— DATA EXCERPTS —
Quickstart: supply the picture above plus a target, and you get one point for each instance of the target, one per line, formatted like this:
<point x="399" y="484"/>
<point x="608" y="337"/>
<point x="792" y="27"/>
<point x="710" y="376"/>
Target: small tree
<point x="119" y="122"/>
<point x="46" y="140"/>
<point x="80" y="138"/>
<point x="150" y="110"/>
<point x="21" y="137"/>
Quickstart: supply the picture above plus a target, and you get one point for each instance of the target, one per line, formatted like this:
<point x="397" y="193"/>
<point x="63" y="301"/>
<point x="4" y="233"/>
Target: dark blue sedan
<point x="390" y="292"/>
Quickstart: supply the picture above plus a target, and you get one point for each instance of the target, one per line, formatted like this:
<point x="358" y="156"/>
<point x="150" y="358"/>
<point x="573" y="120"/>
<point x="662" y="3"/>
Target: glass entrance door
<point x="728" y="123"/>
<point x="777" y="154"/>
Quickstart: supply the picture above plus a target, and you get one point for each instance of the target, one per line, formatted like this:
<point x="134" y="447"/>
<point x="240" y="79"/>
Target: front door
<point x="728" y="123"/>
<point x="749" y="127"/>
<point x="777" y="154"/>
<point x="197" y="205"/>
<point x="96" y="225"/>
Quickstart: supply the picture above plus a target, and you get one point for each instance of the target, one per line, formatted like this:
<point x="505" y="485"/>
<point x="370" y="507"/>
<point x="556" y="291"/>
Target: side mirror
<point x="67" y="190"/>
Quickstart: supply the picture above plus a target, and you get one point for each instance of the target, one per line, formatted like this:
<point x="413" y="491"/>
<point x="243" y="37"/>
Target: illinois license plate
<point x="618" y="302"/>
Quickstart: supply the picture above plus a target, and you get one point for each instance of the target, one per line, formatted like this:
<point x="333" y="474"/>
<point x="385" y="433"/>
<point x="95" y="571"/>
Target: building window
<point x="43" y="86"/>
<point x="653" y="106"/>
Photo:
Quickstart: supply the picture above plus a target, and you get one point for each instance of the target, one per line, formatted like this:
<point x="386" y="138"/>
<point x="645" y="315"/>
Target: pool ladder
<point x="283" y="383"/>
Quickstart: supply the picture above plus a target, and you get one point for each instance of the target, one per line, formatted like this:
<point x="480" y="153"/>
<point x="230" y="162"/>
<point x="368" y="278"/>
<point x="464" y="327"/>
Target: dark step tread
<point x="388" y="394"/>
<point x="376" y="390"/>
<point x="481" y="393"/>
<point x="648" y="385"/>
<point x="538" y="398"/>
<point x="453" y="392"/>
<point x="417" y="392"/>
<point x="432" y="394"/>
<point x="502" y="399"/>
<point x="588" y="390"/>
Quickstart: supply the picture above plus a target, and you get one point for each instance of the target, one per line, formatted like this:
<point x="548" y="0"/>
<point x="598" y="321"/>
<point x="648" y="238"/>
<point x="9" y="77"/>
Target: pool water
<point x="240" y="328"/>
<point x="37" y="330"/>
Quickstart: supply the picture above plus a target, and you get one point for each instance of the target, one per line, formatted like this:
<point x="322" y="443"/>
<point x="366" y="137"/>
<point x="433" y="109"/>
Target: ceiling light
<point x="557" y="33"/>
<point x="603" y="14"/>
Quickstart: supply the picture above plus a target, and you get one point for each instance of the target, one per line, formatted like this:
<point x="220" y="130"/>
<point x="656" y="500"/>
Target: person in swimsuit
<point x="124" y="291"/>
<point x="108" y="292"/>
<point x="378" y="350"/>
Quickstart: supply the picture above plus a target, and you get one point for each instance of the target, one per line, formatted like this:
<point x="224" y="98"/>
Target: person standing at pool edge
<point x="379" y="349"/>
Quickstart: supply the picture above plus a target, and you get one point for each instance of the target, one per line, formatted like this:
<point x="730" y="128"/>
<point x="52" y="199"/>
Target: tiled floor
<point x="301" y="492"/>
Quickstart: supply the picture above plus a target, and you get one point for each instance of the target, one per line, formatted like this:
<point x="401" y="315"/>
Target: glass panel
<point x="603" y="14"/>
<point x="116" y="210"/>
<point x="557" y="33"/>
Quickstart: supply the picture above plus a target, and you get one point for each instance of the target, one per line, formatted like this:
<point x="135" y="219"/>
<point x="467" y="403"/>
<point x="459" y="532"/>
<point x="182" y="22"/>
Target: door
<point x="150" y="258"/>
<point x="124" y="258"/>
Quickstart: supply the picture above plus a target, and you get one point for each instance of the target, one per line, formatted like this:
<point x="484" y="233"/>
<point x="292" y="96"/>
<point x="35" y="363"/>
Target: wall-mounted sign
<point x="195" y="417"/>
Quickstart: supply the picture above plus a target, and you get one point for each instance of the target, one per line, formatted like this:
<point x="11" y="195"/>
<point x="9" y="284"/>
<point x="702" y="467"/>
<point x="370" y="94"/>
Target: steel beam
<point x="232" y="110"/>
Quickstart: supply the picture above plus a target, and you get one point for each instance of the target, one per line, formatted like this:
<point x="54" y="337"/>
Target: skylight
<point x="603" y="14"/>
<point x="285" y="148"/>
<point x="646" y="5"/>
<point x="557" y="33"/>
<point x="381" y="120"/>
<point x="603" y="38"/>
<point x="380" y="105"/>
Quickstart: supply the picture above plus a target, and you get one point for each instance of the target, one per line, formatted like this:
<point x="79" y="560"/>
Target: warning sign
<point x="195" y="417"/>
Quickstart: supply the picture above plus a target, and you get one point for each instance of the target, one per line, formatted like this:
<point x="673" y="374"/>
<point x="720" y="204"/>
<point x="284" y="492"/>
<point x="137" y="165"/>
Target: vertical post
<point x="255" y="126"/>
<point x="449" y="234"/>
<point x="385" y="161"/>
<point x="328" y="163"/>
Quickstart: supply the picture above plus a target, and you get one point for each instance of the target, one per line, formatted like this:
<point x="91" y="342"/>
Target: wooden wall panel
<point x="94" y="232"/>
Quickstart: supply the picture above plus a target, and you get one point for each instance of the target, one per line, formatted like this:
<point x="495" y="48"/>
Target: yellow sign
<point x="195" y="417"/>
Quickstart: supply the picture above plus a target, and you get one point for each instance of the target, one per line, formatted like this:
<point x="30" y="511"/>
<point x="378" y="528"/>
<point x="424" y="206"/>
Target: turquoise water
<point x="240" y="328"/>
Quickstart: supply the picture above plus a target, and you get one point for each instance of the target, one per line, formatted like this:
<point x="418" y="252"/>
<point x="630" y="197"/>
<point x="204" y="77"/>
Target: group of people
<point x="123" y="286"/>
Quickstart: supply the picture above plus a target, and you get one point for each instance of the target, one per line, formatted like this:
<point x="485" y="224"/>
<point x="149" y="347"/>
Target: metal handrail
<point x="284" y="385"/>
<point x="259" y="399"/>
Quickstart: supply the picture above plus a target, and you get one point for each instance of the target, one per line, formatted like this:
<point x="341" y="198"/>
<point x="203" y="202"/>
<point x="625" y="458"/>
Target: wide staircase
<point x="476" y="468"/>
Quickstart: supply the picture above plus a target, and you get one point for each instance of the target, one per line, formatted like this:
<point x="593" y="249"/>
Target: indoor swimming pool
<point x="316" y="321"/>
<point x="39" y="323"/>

— WRITTEN EXERCISE —
Extract every line above that contains the string "glass", treating case as significant.

— ANSWER TO THIS PROBLEM —
Target: glass entrance door
Target: glass panel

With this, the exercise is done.